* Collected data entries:
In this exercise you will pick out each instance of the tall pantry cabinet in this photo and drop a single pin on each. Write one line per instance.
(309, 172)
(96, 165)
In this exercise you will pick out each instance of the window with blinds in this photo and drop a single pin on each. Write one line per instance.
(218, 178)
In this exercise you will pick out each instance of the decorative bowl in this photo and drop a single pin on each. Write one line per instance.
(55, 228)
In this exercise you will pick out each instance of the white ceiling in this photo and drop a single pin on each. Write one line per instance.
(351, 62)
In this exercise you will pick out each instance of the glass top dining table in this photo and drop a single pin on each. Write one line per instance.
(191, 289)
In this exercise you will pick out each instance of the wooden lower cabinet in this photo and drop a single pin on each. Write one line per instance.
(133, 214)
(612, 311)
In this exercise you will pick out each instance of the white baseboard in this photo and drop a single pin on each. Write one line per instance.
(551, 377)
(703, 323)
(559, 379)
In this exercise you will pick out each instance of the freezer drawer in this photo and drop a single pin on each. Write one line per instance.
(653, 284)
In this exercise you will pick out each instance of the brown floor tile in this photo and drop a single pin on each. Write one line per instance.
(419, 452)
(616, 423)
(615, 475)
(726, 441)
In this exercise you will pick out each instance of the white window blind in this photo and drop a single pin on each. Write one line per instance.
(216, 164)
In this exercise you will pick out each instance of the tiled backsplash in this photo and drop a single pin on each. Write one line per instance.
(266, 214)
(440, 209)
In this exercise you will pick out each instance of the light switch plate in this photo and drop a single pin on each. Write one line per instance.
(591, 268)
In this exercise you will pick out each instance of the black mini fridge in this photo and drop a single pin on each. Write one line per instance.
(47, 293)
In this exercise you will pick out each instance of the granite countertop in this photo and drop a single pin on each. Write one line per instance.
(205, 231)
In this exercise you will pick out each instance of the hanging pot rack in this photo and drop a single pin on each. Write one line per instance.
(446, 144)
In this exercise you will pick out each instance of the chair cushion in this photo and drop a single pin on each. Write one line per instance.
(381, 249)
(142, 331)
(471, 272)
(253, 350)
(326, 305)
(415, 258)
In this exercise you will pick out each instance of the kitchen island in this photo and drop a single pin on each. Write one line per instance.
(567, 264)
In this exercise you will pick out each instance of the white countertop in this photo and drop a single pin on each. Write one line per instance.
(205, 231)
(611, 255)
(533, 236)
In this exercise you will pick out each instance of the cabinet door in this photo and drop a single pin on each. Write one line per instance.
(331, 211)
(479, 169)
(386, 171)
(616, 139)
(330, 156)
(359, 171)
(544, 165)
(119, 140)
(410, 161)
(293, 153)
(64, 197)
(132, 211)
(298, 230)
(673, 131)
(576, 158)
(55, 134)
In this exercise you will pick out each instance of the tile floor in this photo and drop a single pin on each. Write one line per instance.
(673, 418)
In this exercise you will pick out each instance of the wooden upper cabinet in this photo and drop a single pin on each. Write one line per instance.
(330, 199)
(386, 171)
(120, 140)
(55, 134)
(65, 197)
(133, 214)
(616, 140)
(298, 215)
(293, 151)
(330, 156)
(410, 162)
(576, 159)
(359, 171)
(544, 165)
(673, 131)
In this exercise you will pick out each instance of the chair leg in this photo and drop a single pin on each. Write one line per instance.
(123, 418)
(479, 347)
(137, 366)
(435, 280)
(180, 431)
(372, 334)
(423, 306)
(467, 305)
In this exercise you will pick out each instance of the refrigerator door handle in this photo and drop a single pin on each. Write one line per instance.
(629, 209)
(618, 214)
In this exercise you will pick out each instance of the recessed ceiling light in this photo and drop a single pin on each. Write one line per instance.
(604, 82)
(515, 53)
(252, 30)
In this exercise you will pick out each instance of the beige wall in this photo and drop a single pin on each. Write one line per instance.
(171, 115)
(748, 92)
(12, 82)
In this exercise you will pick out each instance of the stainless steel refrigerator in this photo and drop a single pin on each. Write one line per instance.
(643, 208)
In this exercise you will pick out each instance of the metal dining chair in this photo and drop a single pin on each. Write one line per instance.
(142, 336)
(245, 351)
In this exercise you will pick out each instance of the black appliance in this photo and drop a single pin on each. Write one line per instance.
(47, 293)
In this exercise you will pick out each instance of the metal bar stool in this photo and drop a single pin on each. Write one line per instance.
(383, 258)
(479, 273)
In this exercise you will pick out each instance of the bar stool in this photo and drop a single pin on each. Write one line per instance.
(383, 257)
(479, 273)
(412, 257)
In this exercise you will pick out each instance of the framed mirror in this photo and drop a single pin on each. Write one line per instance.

* What the task requires: Beginning at the line where "the black appliance" appears, extract each line through the end of the data above; keep them exact and include nothing else.

* Full solution:
In this exercise you will pick out each instance of the black appliance in this photo and drop a single pin on each. Write one line per instance.
(47, 293)
In this exercise you will pick out each instance of the metal bar stool in this photo and drop a single pin on each. Write one line per instance.
(383, 258)
(479, 273)
In this exercise you will pick out each instance of the bar stool in this photo and drop a single pin on each. Write one line per instance.
(383, 257)
(479, 273)
(412, 257)
In this exercise you will pick out each instance of the framed mirror in this photo and drop a single pin on each. Write one line per instance.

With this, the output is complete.